*Data provided:*
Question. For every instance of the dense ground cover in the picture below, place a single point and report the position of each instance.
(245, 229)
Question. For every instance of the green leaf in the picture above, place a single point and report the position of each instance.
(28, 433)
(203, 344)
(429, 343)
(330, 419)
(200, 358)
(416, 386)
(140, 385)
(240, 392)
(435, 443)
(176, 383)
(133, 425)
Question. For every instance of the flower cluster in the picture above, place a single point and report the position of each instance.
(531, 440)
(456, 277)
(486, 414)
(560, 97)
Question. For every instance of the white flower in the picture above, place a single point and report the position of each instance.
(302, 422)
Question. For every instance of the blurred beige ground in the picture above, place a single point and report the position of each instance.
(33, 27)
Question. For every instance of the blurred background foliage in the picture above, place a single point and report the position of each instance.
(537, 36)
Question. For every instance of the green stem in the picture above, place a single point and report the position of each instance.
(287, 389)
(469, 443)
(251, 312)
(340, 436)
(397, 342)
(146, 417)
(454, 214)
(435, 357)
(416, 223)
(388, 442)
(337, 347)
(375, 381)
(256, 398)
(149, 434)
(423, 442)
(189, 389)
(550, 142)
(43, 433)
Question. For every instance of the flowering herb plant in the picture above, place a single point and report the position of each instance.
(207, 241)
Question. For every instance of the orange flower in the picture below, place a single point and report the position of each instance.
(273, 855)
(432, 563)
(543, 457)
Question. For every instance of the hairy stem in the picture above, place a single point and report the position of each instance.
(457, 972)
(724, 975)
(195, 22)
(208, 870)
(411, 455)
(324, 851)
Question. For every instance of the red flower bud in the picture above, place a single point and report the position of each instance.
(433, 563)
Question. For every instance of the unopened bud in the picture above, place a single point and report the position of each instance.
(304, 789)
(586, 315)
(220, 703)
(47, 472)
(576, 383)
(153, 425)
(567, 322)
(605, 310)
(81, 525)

*Problem to work on:*
Convert all of the items above into a JSON list of strings, with one string per line and no blank lines.

*Reply to the exercise:*
[
  "Question. For every instance of the dense ground cover in the picture below, place a single point and report the position of each instance.",
  "(245, 229)",
  "Question. For every instance of the green leaf in the picture above, place a single point and report the position of each instance.",
  "(28, 433)",
  "(203, 344)",
  "(429, 343)",
  "(330, 419)",
  "(200, 358)",
  "(416, 386)",
  "(140, 385)",
  "(240, 392)",
  "(435, 443)",
  "(176, 383)",
  "(133, 425)",
  "Question. For every instance of the flower cluster in the picture above, place a single point and report the position of each instance.",
  "(531, 440)",
  "(456, 277)",
  "(486, 414)",
  "(560, 97)",
  "Question. For every instance of the white flower in the picture above, place a single point and report the position of each instance.",
  "(302, 422)",
  "Question. For every instance of the blurred beige ground in the picture above, place a single point and report the position of each instance.",
  "(33, 27)",
  "Question. For every instance of the blurred background foliage in the picture above, place a single point and report the position of each instance.",
  "(537, 36)",
  "Question. For every instance of the green stem in the picture above, place a single point and report the position of each instance.",
  "(287, 389)",
  "(469, 443)",
  "(251, 312)",
  "(340, 436)",
  "(397, 342)",
  "(146, 417)",
  "(454, 214)",
  "(435, 357)",
  "(416, 223)",
  "(388, 442)",
  "(337, 347)",
  "(375, 381)",
  "(256, 398)",
  "(149, 434)",
  "(423, 442)",
  "(189, 389)",
  "(550, 142)",
  "(43, 433)",
  "Question. For every instance of the flowering herb plant in the picture above, place a single point and report the position of each instance.",
  "(207, 241)",
  "Question. For every instance of the orange flower in the picture below, place a single point and report the position of each instance.",
  "(273, 855)",
  "(432, 563)",
  "(543, 457)",
  "Question. For every instance of the hairy stem in the picture above, place a single point and report the position of each instance.",
  "(457, 972)",
  "(724, 975)",
  "(195, 22)",
  "(208, 870)",
  "(411, 455)",
  "(324, 851)",
  "Question. For every instance of the red flower bud in the picture above, place a single point and report the position of each instance.",
  "(433, 563)",
  "Question. For every instance of the unopened bud in the picture above, place a single point and report the position of each instance.",
  "(304, 789)",
  "(586, 315)",
  "(220, 703)",
  "(47, 472)",
  "(576, 383)",
  "(153, 425)",
  "(567, 322)",
  "(605, 310)",
  "(81, 525)"
]